_Stated goal_
Retype all of the items below word for word, leaving out the pictures.

[Position identification records]
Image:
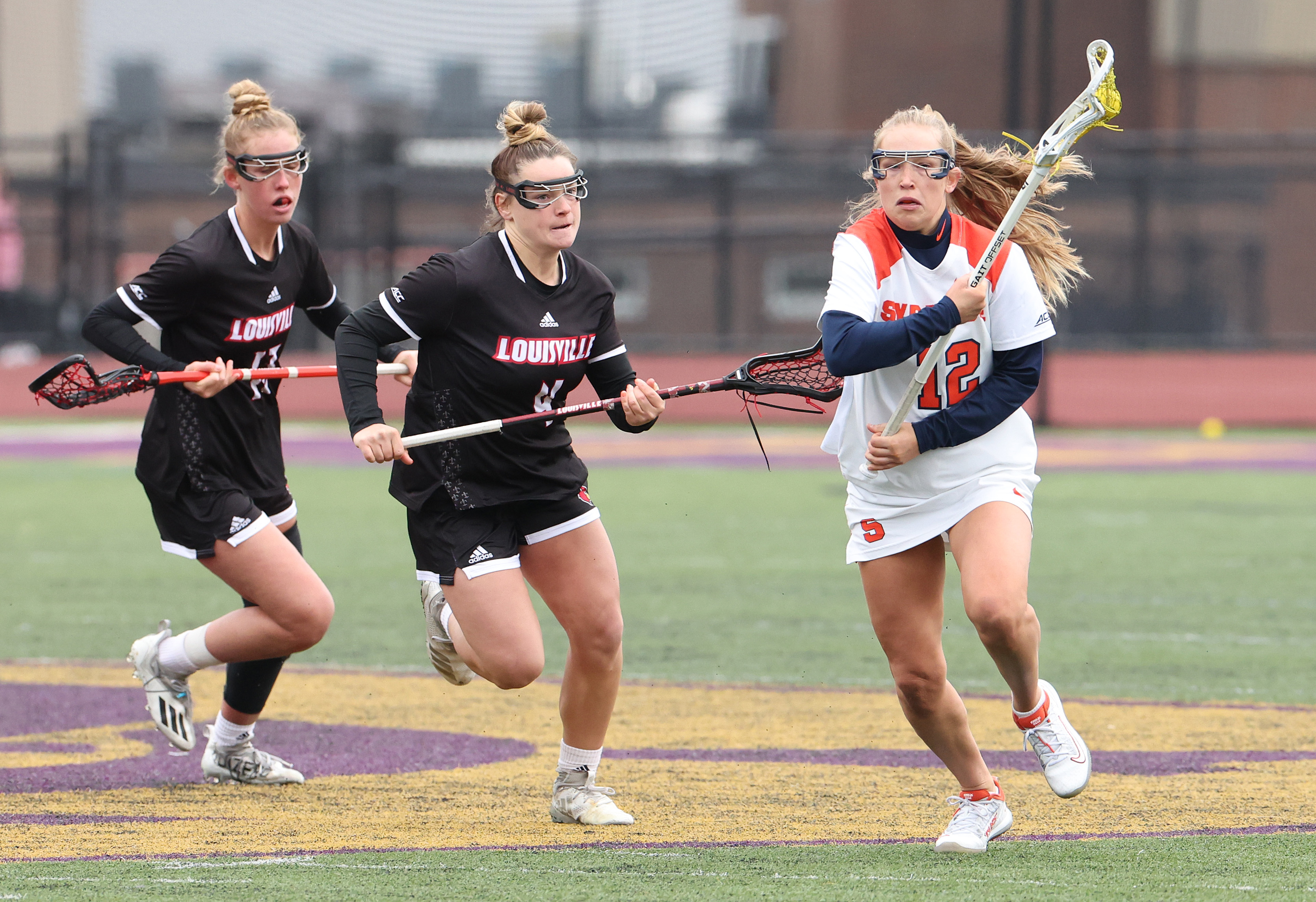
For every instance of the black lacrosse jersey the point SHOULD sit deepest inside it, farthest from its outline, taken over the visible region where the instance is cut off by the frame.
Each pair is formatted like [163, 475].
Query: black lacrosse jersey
[211, 296]
[491, 347]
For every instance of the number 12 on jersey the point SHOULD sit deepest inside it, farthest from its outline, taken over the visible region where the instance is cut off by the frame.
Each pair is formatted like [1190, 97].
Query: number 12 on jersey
[955, 379]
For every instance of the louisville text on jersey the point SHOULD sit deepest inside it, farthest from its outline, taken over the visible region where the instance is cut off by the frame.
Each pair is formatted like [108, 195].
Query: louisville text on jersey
[544, 351]
[257, 329]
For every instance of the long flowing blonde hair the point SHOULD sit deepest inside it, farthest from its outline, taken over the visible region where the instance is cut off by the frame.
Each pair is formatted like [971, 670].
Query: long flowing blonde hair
[991, 179]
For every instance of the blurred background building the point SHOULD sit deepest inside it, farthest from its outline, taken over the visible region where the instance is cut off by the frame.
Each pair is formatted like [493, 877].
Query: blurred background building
[721, 140]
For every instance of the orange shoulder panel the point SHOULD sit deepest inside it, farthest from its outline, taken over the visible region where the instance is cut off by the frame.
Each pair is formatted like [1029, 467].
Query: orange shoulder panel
[882, 244]
[974, 238]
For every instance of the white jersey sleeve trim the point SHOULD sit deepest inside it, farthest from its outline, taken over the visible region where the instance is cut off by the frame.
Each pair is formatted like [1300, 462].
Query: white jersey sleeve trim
[332, 299]
[383, 303]
[1018, 312]
[855, 284]
[620, 349]
[128, 303]
[237, 229]
[511, 257]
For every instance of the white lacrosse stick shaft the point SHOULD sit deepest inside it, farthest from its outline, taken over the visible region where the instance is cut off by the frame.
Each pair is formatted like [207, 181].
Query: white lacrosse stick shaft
[1082, 115]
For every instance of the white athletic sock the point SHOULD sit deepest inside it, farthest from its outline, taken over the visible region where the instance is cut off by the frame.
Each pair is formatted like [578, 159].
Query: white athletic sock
[1024, 715]
[174, 659]
[574, 759]
[227, 733]
[186, 654]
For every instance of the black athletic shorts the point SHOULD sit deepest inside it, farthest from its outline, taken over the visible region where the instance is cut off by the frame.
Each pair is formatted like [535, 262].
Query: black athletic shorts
[191, 522]
[487, 540]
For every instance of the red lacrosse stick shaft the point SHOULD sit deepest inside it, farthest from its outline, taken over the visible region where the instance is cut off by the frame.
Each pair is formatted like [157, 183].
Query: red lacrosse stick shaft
[279, 373]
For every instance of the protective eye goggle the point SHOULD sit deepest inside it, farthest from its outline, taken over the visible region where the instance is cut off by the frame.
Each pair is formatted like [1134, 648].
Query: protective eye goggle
[537, 195]
[933, 163]
[258, 167]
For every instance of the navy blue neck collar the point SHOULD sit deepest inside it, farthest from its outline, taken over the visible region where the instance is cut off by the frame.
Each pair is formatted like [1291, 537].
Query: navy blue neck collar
[929, 250]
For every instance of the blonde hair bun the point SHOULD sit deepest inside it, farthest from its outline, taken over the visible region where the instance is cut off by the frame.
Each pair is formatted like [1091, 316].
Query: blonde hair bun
[524, 121]
[249, 98]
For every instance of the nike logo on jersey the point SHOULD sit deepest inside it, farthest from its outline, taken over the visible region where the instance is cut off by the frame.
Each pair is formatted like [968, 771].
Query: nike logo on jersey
[543, 351]
[257, 329]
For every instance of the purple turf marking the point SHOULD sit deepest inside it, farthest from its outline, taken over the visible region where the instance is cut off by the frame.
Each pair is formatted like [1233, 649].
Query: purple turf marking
[1145, 765]
[69, 749]
[65, 820]
[30, 708]
[316, 750]
[604, 846]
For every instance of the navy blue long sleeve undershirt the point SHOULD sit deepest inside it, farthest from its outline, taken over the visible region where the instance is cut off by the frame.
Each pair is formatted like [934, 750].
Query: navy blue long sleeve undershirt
[853, 346]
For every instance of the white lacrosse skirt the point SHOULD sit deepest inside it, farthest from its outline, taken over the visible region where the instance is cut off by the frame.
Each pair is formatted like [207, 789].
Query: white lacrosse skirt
[874, 278]
[883, 525]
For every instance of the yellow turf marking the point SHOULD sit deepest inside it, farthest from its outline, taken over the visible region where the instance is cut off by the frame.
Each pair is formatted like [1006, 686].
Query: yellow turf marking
[674, 801]
[110, 745]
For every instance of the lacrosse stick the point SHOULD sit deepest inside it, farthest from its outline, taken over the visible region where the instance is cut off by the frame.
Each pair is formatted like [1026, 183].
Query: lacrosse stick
[73, 383]
[802, 373]
[1095, 107]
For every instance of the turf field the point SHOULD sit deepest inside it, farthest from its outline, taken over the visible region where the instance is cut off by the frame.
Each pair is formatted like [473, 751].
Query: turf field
[1162, 587]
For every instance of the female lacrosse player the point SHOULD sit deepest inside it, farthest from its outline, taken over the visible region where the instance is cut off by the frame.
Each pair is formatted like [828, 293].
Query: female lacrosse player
[964, 469]
[211, 458]
[510, 325]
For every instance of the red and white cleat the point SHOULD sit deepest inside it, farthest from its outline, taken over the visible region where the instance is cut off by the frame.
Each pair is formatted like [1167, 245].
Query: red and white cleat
[1060, 750]
[982, 816]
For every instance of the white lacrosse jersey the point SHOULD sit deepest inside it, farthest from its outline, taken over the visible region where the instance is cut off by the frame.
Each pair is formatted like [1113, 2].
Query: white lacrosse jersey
[873, 277]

_In response_
Image:
For every instance of the black lacrosse jersey the point SHOULD sit deepest inside it, farthest from its outline, taken over the visible region where the instance is cut off by the frame.
Each pair is formatted like [163, 475].
Query: black lacrosse jersey
[211, 296]
[491, 347]
For every instance of the number 12 on jersey the point SHOULD sit deepest inside it, farthest from its outline, taken over the visible region where the instance is cut off by the frame.
Each pair is formatted like [1190, 97].
Query: number 12 on jersey
[955, 379]
For every instance of the louisville text on jersey the point SHOULD sit deepest inside it, farthest from its outline, taken over the visible region where the instance is cut off by the frame.
Each pair is formatted like [108, 195].
Query: louisville text on jersey
[544, 351]
[257, 329]
For every instance of the long flowing blonde hair the point SHOULD sit deepest inside it, farthest from its outline, taken over the visible region where the instance is cut off by the frame.
Each pair is formatted like [971, 670].
Query: long flowing blonde hair
[991, 179]
For every instance of the blurred background building the point SHOULD sit deepest inside it, farthest from its outline, taken over the visible region where the instance is cut off by the frame.
Each pair is formatted like [493, 877].
Query: blurred background building
[721, 140]
For every instance of the orange shoulder panel the point SHOULD sit deepest inside it, farthest from its outline, taken over the visible region where the instance is cut off by the frame.
Each pair is formatted like [1029, 467].
Query: orange shoulder panel
[882, 244]
[974, 238]
For every instance of the white jersey sleeve trim the point SHOULD sit deepest inside it, farthest from its outline, taken over the visible region where the instance is cut off by the frame.
Each pair is formatted like [1300, 462].
Query: white jersey sleeve trim
[332, 299]
[383, 303]
[1018, 312]
[855, 284]
[620, 349]
[128, 303]
[237, 229]
[511, 257]
For every instance of the white lacrosse stick shaft the point SHOULD sit deepest inside it, farthest from its outline, taken over the visible region where the instance is cut off by the frame.
Each pair is formatted like [207, 181].
Query: white lacrosse stick shaft
[1082, 115]
For every instance of the white athletic sock the point SHOULD sit deepest inside it, farthest from its outline, taken over the visible region where the instance is cut off by the frame.
Each pair is formatted like [578, 159].
Query: white athletic sock
[1024, 715]
[174, 659]
[574, 759]
[227, 733]
[186, 654]
For every instance of the black athletic shorts the point SHOULD sit deepest inside it, farthest from its outline, taken over the visible region where the instance is cut off by the frame.
Each pair is formatted like [535, 262].
Query: black athletic shorts
[191, 522]
[487, 540]
For every instance of the red lacrosse stick shaft the point SHOULD sit deepest inside it, farthest from its outline, taken over the visible region where the instance is cut off by the frame.
Each pair is formatted like [157, 183].
Query: red lacrosse stick shaft
[279, 373]
For every instance of the protective eye goggle the point SHOULD sit deepest inside it, farthest from its outline, taken over the visible region where the instance is cut off by the frame.
Each pair is formatted like [1134, 648].
Query: protective eye goggle
[537, 195]
[933, 163]
[258, 167]
For every instance of the navy blue neck collar the point SHOULD sit deepest inside it, farthest from its outline, taken over the visible region where the instance is cut off by the frame.
Each pair is formatted like [1291, 537].
Query: navy blue neck collar
[929, 250]
For every instance of the blonde hair bun the point SHOULD sit deepest inside it, farthest from its outline, taken over the visible region where the instance is cut off by the frame.
Each pair is formatted like [1091, 316].
Query: blonde hair bun
[524, 121]
[249, 98]
For every instance of the nike logo on jersey the point SHOULD sit deepest inside it, farthest from its outline, taken over the visible region where the instance is cut off by the frame.
Each pair is formatted like [968, 771].
Query: nike logo on jersey
[543, 351]
[257, 329]
For every instance of the purple turf marking the point SHOULD sit deepest inside it, farthest from its outline, taken over the visible region where the instance is cut off by the frame.
Each pair is formatted like [1233, 649].
Query: purple turf marking
[1145, 765]
[69, 749]
[65, 820]
[30, 708]
[316, 750]
[604, 846]
For every instance of the navy blue long sleeve undershirt the point SHOULD sit deepest inside it, farthest from its outline, taken over the visible region where the instance is cut off by the frame.
Each pair is formatted like [934, 750].
Query: navy blue long sleeve undershirt
[853, 346]
For every instance of the white lacrosse skirt the point SHOULD sit deepest inside it, farthest from its outline, taken over the visible region where the instance is cut off by the frame.
Each pair is formatted like [207, 789].
Query: white lacrosse skirt
[874, 278]
[883, 525]
For every instance of the yellow turf marking the point SHOULD sit deepest inside it, farthest from its outline, taken over the visible region where the instance is cut off by the frame.
Each pair is formatted like [1006, 686].
Query: yellow turf marking
[674, 801]
[110, 745]
For every instance of the lacrosse stick the point SHOULD sit deepest inside it, farthest from its outline, taken over the visible region where the instance is cut off by the frame.
Each pair is formatted like [1026, 183].
Query: lacrosse stick
[73, 383]
[802, 373]
[1095, 107]
For every instance of the turf field the point SHOULD sit deepest inside it, farthest from its outline, taken over the visible region where the instance is cut off by the frame.
Each pair is formatted like [473, 751].
Query: turf field
[1162, 587]
For every instance of the female lacrosse player the point SHOULD sit deepest inside it, farthest from its outline, taken over the visible region where the instance is cut off by the frame.
Each pair is formatted like [828, 293].
Query: female lacrosse player
[964, 469]
[211, 458]
[510, 325]
For every instance of the red and white cleat the point SHOULD sit deepest inside it, farthest from its outline, taken over the visible region where the instance is cut off by the frame.
Each pair is formatted like [1167, 245].
Query: red and white cleat
[1060, 750]
[982, 816]
For every instance of the white lacrosse jersey the point SHOULD sit deepest inside it, farthest from its outline, taken over the visible region where the instance is cut off by the frame.
Each pair is formatted like [1113, 2].
Query: white lacrosse jersey
[873, 277]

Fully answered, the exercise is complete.